(Photo-based referring expression data)
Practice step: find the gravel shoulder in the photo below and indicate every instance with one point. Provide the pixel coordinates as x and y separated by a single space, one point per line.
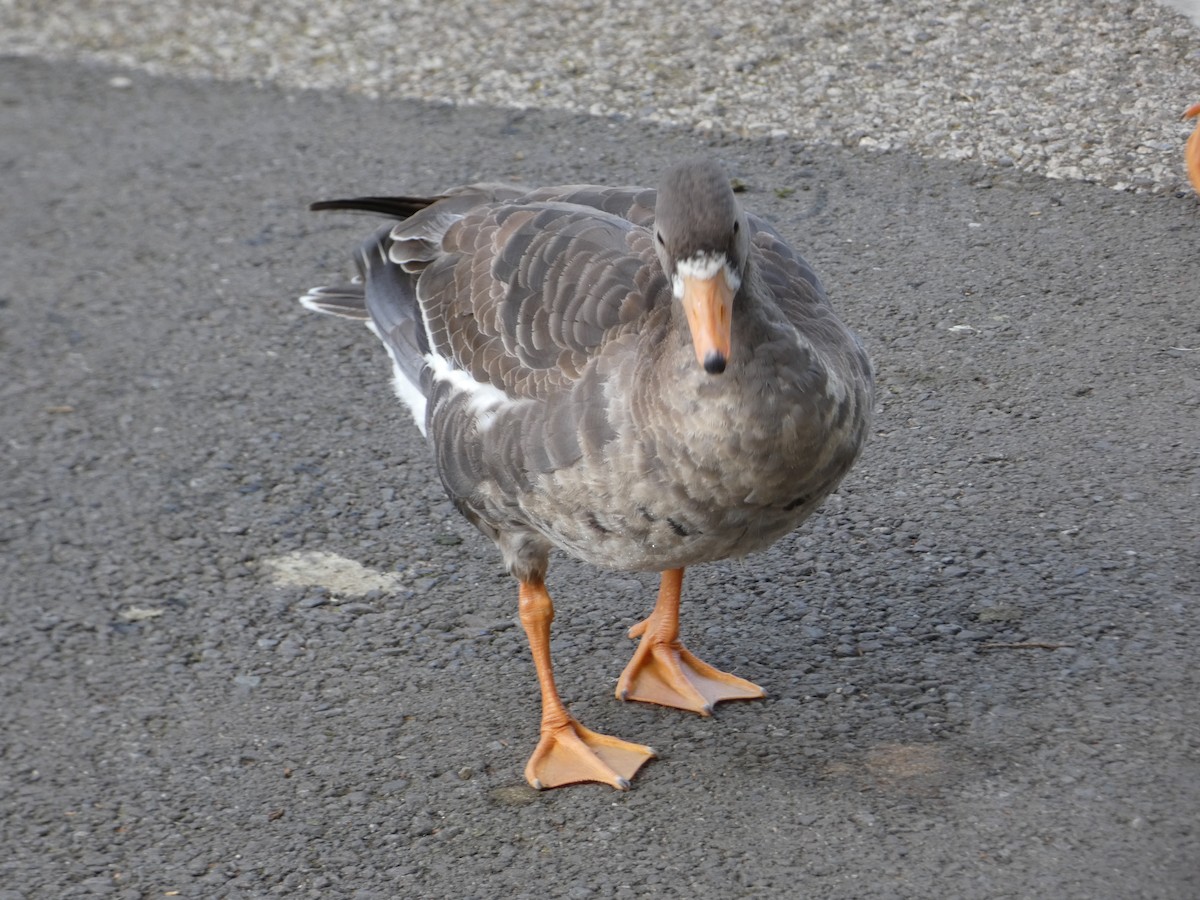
1075 90
979 655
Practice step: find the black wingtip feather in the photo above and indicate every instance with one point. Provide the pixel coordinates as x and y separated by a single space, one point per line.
391 207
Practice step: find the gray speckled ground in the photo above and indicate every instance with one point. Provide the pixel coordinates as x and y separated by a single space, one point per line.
1081 90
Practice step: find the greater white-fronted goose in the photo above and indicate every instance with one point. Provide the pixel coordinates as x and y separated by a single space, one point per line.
643 379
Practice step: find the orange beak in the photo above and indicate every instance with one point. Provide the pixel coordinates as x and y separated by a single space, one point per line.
708 304
1192 151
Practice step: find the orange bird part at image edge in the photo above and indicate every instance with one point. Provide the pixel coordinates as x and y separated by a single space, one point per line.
1192 151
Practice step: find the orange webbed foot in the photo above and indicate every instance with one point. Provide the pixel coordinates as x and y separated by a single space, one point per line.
569 754
665 672
1192 150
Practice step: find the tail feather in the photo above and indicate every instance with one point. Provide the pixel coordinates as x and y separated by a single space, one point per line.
345 300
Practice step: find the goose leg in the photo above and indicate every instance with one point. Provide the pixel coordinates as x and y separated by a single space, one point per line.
664 672
568 753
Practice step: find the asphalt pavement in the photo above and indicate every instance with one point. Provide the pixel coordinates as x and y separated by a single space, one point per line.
247 648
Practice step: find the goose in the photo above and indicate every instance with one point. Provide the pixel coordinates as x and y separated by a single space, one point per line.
642 379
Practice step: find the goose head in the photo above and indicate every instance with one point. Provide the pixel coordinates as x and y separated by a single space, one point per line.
703 244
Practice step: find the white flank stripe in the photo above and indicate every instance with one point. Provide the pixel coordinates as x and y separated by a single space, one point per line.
408 393
485 400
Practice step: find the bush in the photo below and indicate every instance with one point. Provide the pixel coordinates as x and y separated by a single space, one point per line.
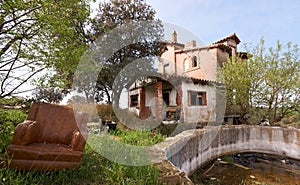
8 121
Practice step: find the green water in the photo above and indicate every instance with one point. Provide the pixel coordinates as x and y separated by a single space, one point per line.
255 170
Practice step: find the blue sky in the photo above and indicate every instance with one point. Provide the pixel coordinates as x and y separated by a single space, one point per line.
211 20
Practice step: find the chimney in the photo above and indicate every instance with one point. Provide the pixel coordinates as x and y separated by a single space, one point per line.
190 44
174 37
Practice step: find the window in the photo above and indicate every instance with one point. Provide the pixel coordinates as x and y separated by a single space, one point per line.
196 98
134 100
167 68
195 61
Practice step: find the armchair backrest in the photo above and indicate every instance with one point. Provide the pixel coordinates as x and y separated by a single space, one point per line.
57 122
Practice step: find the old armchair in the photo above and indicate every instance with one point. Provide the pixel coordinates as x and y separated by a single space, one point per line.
51 138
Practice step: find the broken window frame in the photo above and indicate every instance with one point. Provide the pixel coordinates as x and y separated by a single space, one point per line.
134 100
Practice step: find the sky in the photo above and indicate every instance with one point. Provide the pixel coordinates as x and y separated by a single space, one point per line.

| Exercise |
Exact copy, pictures omitted: every line from the one holding "Practice step: find the bush" through the last line of the data above, and nothing else.

| Result of the exercise |
Practice step: find the bush in the photo below and indicate every instance with one point. Provide the pixel coordinates as x and y separated by a single space, one point per line.
8 121
Practice step: find the green water in the photo above and indicate every instance with one point. Provide the pixel coordinates as x and y separated by a single space, one point per line.
255 170
Practice step: find the blue sky in the photo above and indicate every instance with one point. Provide the pixel coordinates as x and y separated by a single space, one point per line.
211 20
Practice step: find the chimney in the photo above and indicate every instance with one point. Provide the pixel coordinates as x and y separated by a single space, one point per line.
190 44
174 37
Practice step: find the window in the photo above and indicate every instance with one point. Provide the pixel coordinates as x and y separated by a single space, one point per line.
196 98
134 100
167 68
195 61
Practice step: find the armchair backrest in the photo above and indicate every instance with one point. Provide the pixel coordinates as x and y separated by a single space, one point per line.
57 122
Practice step: find the old armchair in the photo above and indicate every instance with one point. Provide the pixel coordinates as x and y separated by a single space, one point per line.
51 138
Practice step: find the broken window frame in the photo above and indicate every instance with one point. Provide the pixel coordinates as x and y separated by a single space, one point per line.
134 100
Practice step: find the sky in the photo above and indicate every instance with one point. Provide the pixel coordinates as x and y separated by a single space, one point per line.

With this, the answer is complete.